**EXERCISE GOAL**
Rewrite the entries from the line containing "Trace the outline of every instance of the green bush." through the end of the entries, inclusive, changing "green bush" to "hedge" and leaving everything else unchanged.

**DATA FOR THIS TASK**
* * * * *
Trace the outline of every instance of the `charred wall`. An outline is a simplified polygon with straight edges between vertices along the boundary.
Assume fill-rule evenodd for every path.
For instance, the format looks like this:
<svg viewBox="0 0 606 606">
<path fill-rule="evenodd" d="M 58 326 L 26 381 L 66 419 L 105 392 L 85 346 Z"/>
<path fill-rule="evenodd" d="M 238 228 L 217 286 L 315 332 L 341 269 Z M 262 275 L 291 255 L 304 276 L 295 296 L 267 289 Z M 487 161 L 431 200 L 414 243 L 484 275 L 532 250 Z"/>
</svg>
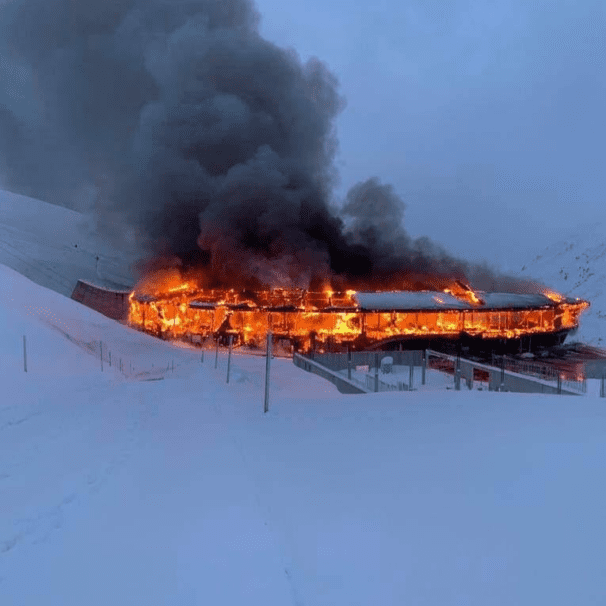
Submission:
<svg viewBox="0 0 606 606">
<path fill-rule="evenodd" d="M 78 280 L 71 298 L 108 318 L 125 322 L 128 319 L 129 295 L 130 291 L 109 290 Z"/>
</svg>

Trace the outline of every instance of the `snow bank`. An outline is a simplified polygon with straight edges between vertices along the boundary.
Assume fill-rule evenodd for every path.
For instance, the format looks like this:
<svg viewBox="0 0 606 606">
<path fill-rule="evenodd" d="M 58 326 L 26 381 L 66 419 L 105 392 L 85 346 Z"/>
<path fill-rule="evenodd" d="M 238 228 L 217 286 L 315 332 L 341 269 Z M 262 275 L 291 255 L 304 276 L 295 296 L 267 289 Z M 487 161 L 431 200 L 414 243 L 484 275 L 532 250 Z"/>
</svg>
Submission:
<svg viewBox="0 0 606 606">
<path fill-rule="evenodd" d="M 6 268 L 0 322 L 2 604 L 606 595 L 602 399 L 343 396 L 276 359 L 263 415 L 263 358 L 226 385 L 225 352 L 215 370 Z M 101 372 L 79 343 L 100 339 L 156 375 Z"/>
</svg>

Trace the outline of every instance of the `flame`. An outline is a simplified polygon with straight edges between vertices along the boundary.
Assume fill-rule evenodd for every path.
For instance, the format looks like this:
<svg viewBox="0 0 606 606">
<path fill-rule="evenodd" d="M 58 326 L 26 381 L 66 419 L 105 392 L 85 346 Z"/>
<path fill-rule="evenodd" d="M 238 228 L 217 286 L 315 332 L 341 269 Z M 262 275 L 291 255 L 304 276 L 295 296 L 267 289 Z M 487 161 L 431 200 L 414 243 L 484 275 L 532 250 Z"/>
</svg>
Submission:
<svg viewBox="0 0 606 606">
<path fill-rule="evenodd" d="M 478 293 L 455 282 L 449 295 L 470 304 L 424 311 L 366 311 L 359 308 L 354 290 L 325 288 L 322 292 L 275 288 L 256 292 L 202 289 L 195 280 L 177 282 L 165 273 L 148 279 L 129 297 L 131 325 L 164 338 L 205 339 L 232 334 L 236 344 L 261 347 L 267 331 L 288 340 L 296 349 L 328 348 L 364 340 L 404 337 L 456 337 L 461 333 L 481 338 L 518 338 L 554 333 L 578 326 L 588 303 L 549 297 L 551 306 L 525 309 L 486 309 Z"/>
<path fill-rule="evenodd" d="M 555 292 L 554 290 L 546 290 L 543 292 L 543 294 L 555 303 L 561 303 L 564 300 L 564 296 Z M 576 299 L 576 301 L 580 301 L 580 299 Z"/>
</svg>

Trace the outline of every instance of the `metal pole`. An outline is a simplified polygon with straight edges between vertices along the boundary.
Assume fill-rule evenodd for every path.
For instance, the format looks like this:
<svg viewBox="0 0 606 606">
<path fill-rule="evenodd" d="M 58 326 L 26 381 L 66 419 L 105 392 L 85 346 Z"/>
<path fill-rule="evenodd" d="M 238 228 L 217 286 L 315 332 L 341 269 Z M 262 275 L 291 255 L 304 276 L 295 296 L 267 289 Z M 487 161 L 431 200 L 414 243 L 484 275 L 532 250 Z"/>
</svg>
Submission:
<svg viewBox="0 0 606 606">
<path fill-rule="evenodd" d="M 461 357 L 457 355 L 457 363 L 455 366 L 455 389 L 461 390 Z"/>
<path fill-rule="evenodd" d="M 226 383 L 229 383 L 229 369 L 231 368 L 231 346 L 233 341 L 234 336 L 229 335 L 229 354 L 227 355 L 227 381 L 225 381 Z"/>
<path fill-rule="evenodd" d="M 263 404 L 263 412 L 269 410 L 269 371 L 271 366 L 271 332 L 267 333 L 267 352 L 265 355 L 265 400 Z"/>
<path fill-rule="evenodd" d="M 425 373 L 427 372 L 427 350 L 423 352 L 423 366 L 421 366 L 421 385 L 425 385 Z"/>
</svg>

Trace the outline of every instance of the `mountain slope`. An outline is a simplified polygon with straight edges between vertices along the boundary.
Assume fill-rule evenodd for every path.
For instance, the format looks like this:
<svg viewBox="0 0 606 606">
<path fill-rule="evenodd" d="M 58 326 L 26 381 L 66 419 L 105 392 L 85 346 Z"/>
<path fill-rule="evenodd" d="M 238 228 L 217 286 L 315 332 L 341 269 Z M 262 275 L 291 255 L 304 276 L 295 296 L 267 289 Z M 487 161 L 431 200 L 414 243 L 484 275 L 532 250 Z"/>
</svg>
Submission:
<svg viewBox="0 0 606 606">
<path fill-rule="evenodd" d="M 128 286 L 133 261 L 99 238 L 84 215 L 0 190 L 0 264 L 37 284 L 67 296 L 79 279 Z"/>
<path fill-rule="evenodd" d="M 522 267 L 523 277 L 591 303 L 581 316 L 578 340 L 606 346 L 606 231 L 603 223 L 581 225 L 540 251 Z"/>
</svg>

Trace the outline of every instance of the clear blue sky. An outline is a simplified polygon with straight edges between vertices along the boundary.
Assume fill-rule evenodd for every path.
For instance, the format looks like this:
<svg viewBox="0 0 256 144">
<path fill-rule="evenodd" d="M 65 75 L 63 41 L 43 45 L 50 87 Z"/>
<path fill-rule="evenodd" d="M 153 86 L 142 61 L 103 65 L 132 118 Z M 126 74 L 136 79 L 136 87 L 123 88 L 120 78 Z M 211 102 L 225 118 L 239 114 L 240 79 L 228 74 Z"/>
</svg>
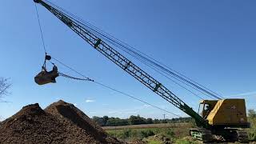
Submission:
<svg viewBox="0 0 256 144">
<path fill-rule="evenodd" d="M 256 109 L 255 1 L 50 2 L 226 98 L 246 98 L 247 109 Z M 93 50 L 45 8 L 38 6 L 38 11 L 52 56 L 104 84 L 186 115 Z M 91 82 L 58 78 L 56 84 L 36 85 L 34 77 L 44 52 L 33 1 L 2 1 L 0 18 L 0 76 L 13 83 L 12 94 L 4 98 L 12 102 L 0 103 L 2 117 L 27 104 L 38 102 L 45 108 L 58 99 L 74 103 L 89 116 L 162 118 L 165 114 Z M 197 110 L 198 98 L 138 64 Z"/>
</svg>

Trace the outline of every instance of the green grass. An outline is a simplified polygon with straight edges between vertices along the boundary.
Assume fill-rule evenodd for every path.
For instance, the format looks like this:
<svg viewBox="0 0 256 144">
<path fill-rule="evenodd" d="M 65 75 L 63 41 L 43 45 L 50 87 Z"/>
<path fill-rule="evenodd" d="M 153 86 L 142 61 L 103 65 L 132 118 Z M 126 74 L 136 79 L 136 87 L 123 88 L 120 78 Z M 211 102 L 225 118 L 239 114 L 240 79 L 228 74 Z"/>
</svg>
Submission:
<svg viewBox="0 0 256 144">
<path fill-rule="evenodd" d="M 179 128 L 147 128 L 147 129 L 125 129 L 125 130 L 110 130 L 106 132 L 113 137 L 118 138 L 125 141 L 132 141 L 140 139 L 146 141 L 147 143 L 162 143 L 162 138 L 169 138 L 171 141 L 186 136 L 188 132 L 186 130 L 182 129 L 178 133 L 174 133 L 174 130 L 178 131 Z M 186 131 L 184 131 L 186 130 Z M 180 135 L 182 134 L 182 135 Z M 150 138 L 150 136 L 158 135 L 159 139 Z"/>
<path fill-rule="evenodd" d="M 171 129 L 162 128 L 110 130 L 106 132 L 110 136 L 124 140 L 142 139 L 158 134 L 164 134 L 167 137 L 172 138 L 174 134 Z"/>
</svg>

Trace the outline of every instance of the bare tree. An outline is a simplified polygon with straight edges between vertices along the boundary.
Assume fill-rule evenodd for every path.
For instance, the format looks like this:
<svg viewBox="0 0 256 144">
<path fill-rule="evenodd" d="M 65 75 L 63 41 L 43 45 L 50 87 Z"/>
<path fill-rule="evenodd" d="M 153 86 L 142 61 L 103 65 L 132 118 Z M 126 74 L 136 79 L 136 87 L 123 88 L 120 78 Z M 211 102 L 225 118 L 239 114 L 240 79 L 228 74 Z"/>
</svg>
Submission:
<svg viewBox="0 0 256 144">
<path fill-rule="evenodd" d="M 0 98 L 10 94 L 10 86 L 8 78 L 0 78 Z"/>
</svg>

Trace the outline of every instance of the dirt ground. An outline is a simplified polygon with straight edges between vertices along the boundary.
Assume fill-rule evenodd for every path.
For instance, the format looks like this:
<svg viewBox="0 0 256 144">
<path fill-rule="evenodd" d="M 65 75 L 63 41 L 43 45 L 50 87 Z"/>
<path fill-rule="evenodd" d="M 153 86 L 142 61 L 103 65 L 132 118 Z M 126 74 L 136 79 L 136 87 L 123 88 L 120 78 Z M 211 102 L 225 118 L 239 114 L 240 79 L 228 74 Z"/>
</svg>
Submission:
<svg viewBox="0 0 256 144">
<path fill-rule="evenodd" d="M 122 143 L 83 112 L 63 101 L 42 110 L 38 103 L 24 106 L 2 122 L 0 143 Z"/>
</svg>

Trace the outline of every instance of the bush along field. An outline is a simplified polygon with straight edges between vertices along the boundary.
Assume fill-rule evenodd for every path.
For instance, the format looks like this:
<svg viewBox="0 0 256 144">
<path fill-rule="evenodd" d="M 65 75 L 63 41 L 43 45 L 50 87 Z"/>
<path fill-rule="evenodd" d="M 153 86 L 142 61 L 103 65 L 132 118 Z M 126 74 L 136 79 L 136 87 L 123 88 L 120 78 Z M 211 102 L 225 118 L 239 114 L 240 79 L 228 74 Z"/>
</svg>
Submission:
<svg viewBox="0 0 256 144">
<path fill-rule="evenodd" d="M 250 143 L 256 144 L 256 117 L 249 118 L 251 128 L 247 129 Z M 183 124 L 162 124 L 156 125 L 153 128 L 152 125 L 141 126 L 140 125 L 118 127 L 106 130 L 106 132 L 113 137 L 118 138 L 128 143 L 150 143 L 150 144 L 197 144 L 201 142 L 192 138 L 189 135 L 189 129 L 194 127 L 193 122 Z M 161 127 L 162 126 L 162 127 Z M 238 142 L 236 142 L 238 143 Z"/>
</svg>

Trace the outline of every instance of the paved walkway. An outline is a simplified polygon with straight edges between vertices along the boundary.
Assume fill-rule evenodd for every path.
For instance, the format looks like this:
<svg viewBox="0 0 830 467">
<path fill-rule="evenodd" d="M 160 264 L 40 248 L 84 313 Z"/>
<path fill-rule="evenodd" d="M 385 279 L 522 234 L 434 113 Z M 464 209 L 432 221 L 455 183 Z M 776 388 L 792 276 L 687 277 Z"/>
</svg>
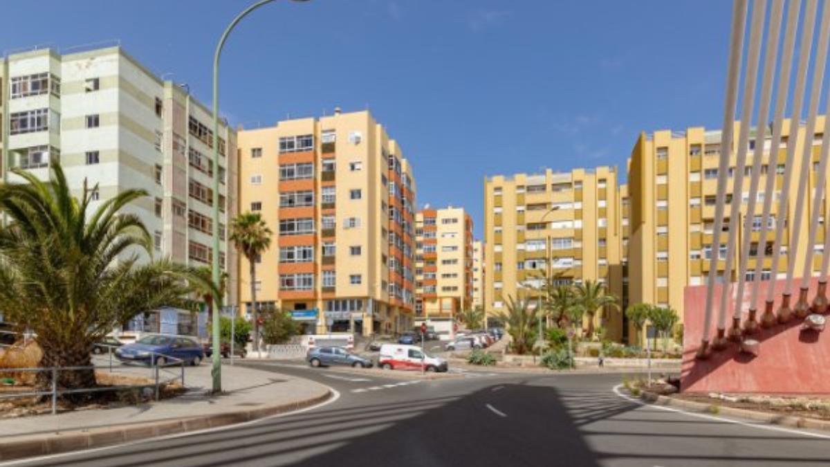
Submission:
<svg viewBox="0 0 830 467">
<path fill-rule="evenodd" d="M 179 369 L 175 371 L 180 373 Z M 118 372 L 149 374 L 147 368 L 142 367 L 120 367 Z M 178 397 L 139 406 L 0 419 L 0 439 L 8 441 L 61 431 L 227 414 L 322 397 L 329 391 L 326 386 L 306 379 L 224 364 L 225 393 L 213 396 L 209 393 L 212 386 L 209 361 L 198 367 L 187 367 L 185 373 L 188 391 Z"/>
</svg>

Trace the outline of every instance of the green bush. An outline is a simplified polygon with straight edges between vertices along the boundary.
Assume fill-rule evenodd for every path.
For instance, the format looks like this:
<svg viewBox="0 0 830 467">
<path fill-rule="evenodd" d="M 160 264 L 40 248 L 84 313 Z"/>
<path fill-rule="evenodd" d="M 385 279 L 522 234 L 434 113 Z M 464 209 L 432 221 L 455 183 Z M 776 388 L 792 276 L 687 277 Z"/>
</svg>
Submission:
* * * * *
**SOLUTION TO THE EXERCISE**
Trace the outline of every instance of the hedge. An outline is a simplified polygon with straight edges between vertices along the boundary.
Assume fill-rule evenodd for every path.
For instance, the format looks like this:
<svg viewBox="0 0 830 467">
<path fill-rule="evenodd" d="M 160 264 L 40 248 L 84 313 Z"/>
<path fill-rule="evenodd" d="M 385 279 L 522 234 L 434 113 Z M 464 209 L 432 221 L 455 183 Z M 776 388 L 792 276 L 687 277 Z"/>
</svg>
Submission:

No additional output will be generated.